### Prompt
Answer these questions from the text on clause 12 of the SSSA, one line each:
(a) Within how many days can the Subscriber exercise its right under cl 12.4?
(b) Under cl 12.6, what document must the third party execute?
(c) Which party was the Subscriber initially?

265 Before concluding whether Senda's conduct amounted to oppression, we comment briefly on the relevance of cl 12 of the SSSA which on one reading offers a mechanism to exit the joint venture in DyStar (see above at [241]). Specifically, cl 12.3 provided that if a shareholder wishes to sell any or all of its shares to a third party, the shareholder must procure that the third party deliver a bona fide offer in writing to the shareholder. The Subscriber ( ie , WPL initially and then Senda) would have the right under cl 12.4, exercisable within 20 days, to purchase all or a portion of the offered shares on the terms matching the third party offer. If the Subscriber does not exercise this pre-emptive right, then cl 12.5 provides that the shareholder will be free to sell its shares on the terms of the third party offer; and by cl 12.6 the third party shall execute a Deed of Ratification and Accession by which it is placed in the position of the shareholder. Thus, cl 12 effectively provides for two ways in which a shareholder can exit DyStar - the shares may be purchased either by the Subscriber in the exercise of its pre-emptive right under cl 12.4 or by a third party. If a shareholder seeking to sell its shares has obtained an offer from a third party (including the willingness to execute the Deed of Ratification and Accession), another shareholder would have no right to prevent that shareholder from leaving the joint venture.

### Entries supplied
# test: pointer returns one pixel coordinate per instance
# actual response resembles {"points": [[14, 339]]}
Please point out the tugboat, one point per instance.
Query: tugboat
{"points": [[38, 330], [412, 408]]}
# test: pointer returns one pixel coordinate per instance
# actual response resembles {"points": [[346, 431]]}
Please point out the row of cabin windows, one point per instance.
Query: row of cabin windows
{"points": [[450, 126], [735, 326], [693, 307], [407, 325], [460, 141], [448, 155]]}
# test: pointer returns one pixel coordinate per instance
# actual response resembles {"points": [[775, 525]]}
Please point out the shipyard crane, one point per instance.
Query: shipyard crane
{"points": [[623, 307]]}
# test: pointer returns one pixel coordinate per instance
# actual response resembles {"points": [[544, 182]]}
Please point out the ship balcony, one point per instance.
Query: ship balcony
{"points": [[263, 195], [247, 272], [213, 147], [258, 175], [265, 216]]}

### Result of the task
(a) 20 days
(b) A Deed of Ratification and Accession
(c) WPL